## Do this
Can you reproduce word for word the lines of the listing below that run from the one containing "Species-survey task: indicate the sky" through the end of the listing, both ends included?

## Records supplied
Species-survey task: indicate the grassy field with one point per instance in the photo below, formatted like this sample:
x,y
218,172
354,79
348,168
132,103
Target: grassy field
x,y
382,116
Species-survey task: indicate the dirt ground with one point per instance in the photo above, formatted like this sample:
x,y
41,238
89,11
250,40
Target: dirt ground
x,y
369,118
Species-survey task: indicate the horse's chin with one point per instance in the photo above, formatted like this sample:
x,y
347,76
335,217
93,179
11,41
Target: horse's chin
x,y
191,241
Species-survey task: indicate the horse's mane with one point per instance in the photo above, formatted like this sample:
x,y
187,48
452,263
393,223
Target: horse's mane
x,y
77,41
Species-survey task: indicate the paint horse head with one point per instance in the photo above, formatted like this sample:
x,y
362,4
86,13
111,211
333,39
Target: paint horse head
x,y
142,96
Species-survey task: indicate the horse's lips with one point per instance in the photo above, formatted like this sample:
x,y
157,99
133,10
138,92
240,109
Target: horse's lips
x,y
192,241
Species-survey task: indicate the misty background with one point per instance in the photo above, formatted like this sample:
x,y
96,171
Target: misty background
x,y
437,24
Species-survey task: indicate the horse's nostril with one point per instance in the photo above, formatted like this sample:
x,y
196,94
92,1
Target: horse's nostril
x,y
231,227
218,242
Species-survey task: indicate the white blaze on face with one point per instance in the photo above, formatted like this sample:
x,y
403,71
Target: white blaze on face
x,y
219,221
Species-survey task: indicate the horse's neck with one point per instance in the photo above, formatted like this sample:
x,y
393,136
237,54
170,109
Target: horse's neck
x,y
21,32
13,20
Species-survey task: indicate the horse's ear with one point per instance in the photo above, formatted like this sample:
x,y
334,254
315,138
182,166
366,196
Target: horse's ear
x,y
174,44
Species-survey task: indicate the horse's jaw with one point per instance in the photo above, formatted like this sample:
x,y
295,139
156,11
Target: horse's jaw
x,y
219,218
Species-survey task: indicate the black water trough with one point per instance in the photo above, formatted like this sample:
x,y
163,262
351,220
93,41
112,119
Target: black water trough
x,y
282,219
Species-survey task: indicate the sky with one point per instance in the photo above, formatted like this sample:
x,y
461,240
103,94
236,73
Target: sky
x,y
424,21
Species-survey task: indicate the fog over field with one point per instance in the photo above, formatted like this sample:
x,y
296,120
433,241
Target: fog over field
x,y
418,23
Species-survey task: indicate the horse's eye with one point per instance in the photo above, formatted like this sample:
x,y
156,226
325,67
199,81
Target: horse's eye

## Exercise solution
Species-survey task: indicate the sky with one point per instance in the photo above, formatted like this sample:
x,y
461,240
103,94
236,73
Target: sky
x,y
424,21
Species-survey task: indicate the fog over field with one point per instance in the photo above, formatted like this sample:
x,y
296,120
433,241
Target: fog over field
x,y
418,23
Species-survey task: indicate the horse's eye with one point per instance in the photo above, formatted like this sample:
x,y
156,226
325,67
199,81
Target: horse's eye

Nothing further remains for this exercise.